INPUT RECORDS ▸
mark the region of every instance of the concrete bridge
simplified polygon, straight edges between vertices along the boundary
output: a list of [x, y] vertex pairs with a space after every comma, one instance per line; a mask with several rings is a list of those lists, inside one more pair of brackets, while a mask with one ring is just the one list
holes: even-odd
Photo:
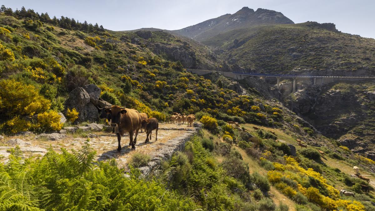
[[206, 74], [211, 73], [214, 72], [217, 72], [220, 74], [232, 78], [236, 80], [243, 79], [247, 77], [259, 77], [262, 78], [264, 81], [267, 78], [274, 78], [277, 80], [278, 89], [280, 88], [280, 79], [282, 78], [288, 78], [293, 80], [293, 92], [296, 92], [297, 81], [297, 79], [308, 79], [312, 80], [312, 82], [314, 85], [322, 84], [328, 83], [334, 81], [352, 81], [362, 80], [375, 80], [375, 77], [356, 77], [356, 76], [311, 76], [311, 75], [286, 75], [281, 74], [267, 74], [265, 73], [251, 73], [231, 72], [222, 72], [220, 71], [213, 71], [210, 70], [202, 70], [191, 69], [187, 69], [186, 70], [193, 74], [196, 74], [199, 75], [202, 75]]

TASK DIRECTIONS ▸ Return every row above word for word, leaving out the pictures.

THE SOLUTION ▸
mark the region of every instance of the concrete bridge
simplified polygon, straight edges between vertices along the boundary
output: a list of [x, y] vertex pairs with a space after every comma, one instance per line; a mask with several rings is a list of those lists, inside one more pair of brackets, while a mask with one ring is just the one list
holes: even-odd
Photo:
[[206, 74], [211, 73], [214, 72], [217, 72], [220, 74], [232, 78], [236, 80], [243, 79], [247, 77], [259, 77], [262, 78], [264, 81], [267, 78], [274, 78], [277, 80], [278, 89], [280, 88], [280, 79], [282, 78], [288, 78], [293, 80], [293, 92], [296, 92], [297, 81], [297, 79], [308, 79], [312, 80], [312, 82], [314, 85], [322, 84], [328, 83], [334, 81], [352, 81], [362, 80], [375, 80], [375, 77], [356, 77], [356, 76], [311, 76], [311, 75], [286, 75], [281, 74], [267, 74], [265, 73], [251, 73], [231, 72], [222, 72], [220, 71], [213, 71], [210, 70], [202, 70], [191, 69], [187, 69], [186, 70], [193, 74], [196, 74], [199, 75], [202, 75]]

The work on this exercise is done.